本文 =
飲食店では、時に怒号が飛び交う。その商売に命をかけているからこそ熱がこもり、スタッフの至らぬ点を叱責してしまうものなのだろう。繁盛している店や昼時に混雑する店では、その光景は顕著だったりもする。

ところがどっこい、ごく稀に、客に丸聞こえの位置で、客に丸見えの位置で、従業員を怒鳴りつける店長なり先輩なりがいる。とてもじゃないが客として歓迎できるものじゃない。

以前、地元の先輩が結婚され、その後、地元を離れ夫婦で生活しているとのことで、「よし、じゃあその街まで行きますんで、呑みましょうや」と相成り、とある商店街にある、できたばかりの立呑み海鮮居酒屋に呑みに行ったことがある。

まだ、店の外には開店を祝う花々が飾られてあるほどに新しく、店内にも開店直後といった初々しさが漂っていた。従業員のコスチュームもピカピカ。カウンターにはもちろん、経年による汚れなど微塵もない。それなりの大箱で、立呑み海鮮居酒屋とはいえ、大型の大衆居酒屋のような店構えをしていた。

データ行 =
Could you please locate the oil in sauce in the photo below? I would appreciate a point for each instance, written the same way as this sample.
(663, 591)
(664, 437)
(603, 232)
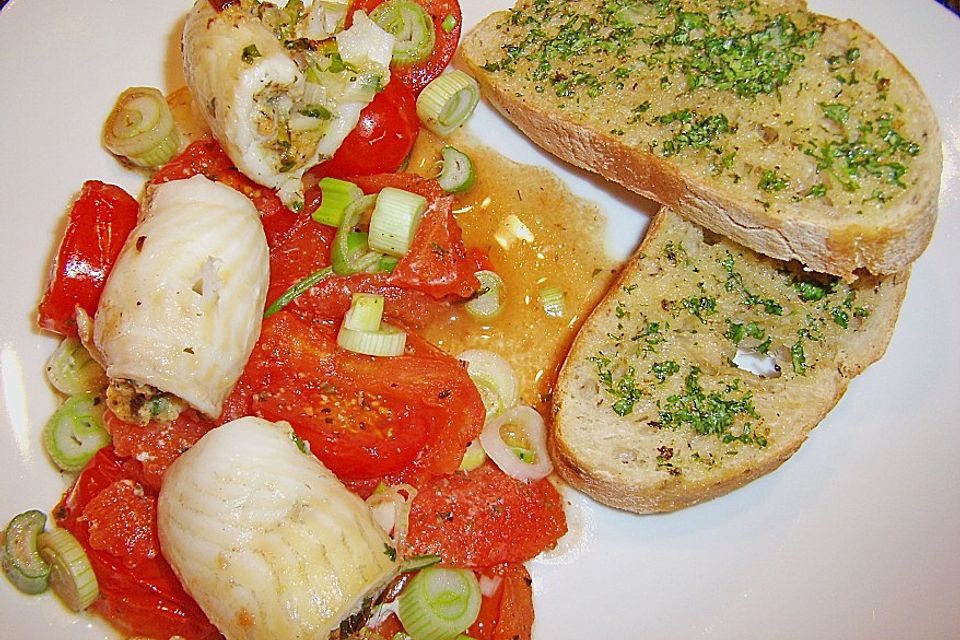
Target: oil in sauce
(538, 235)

課題 = 本文のうち、「飲食店では、時に怒号が飛び交」で始まり「屋に呑みに行ったことがある。」まで続く部分を、一字も変えずに打ち直してください。

正解 =
飲食店では、時に怒号が飛び交う。その商売に命をかけているからこそ熱がこもり、スタッフの至らぬ点を叱責してしまうものなのだろう。繁盛している店や昼時に混雑する店では、その光景は顕著だったりもする。

ところがどっこい、ごく稀に、客に丸聞こえの位置で、客に丸見えの位置で、従業員を怒鳴りつける店長なり先輩なりがいる。とてもじゃないが客として歓迎できるものじゃない。

以前、地元の先輩が結婚され、その後、地元を離れ夫婦で生活しているとのことで、「よし、じゃあその街まで行きますんで、呑みましょうや」と相成り、とある商店街にある、できたばかりの立呑み海鮮居酒屋に呑みに行ったことがある。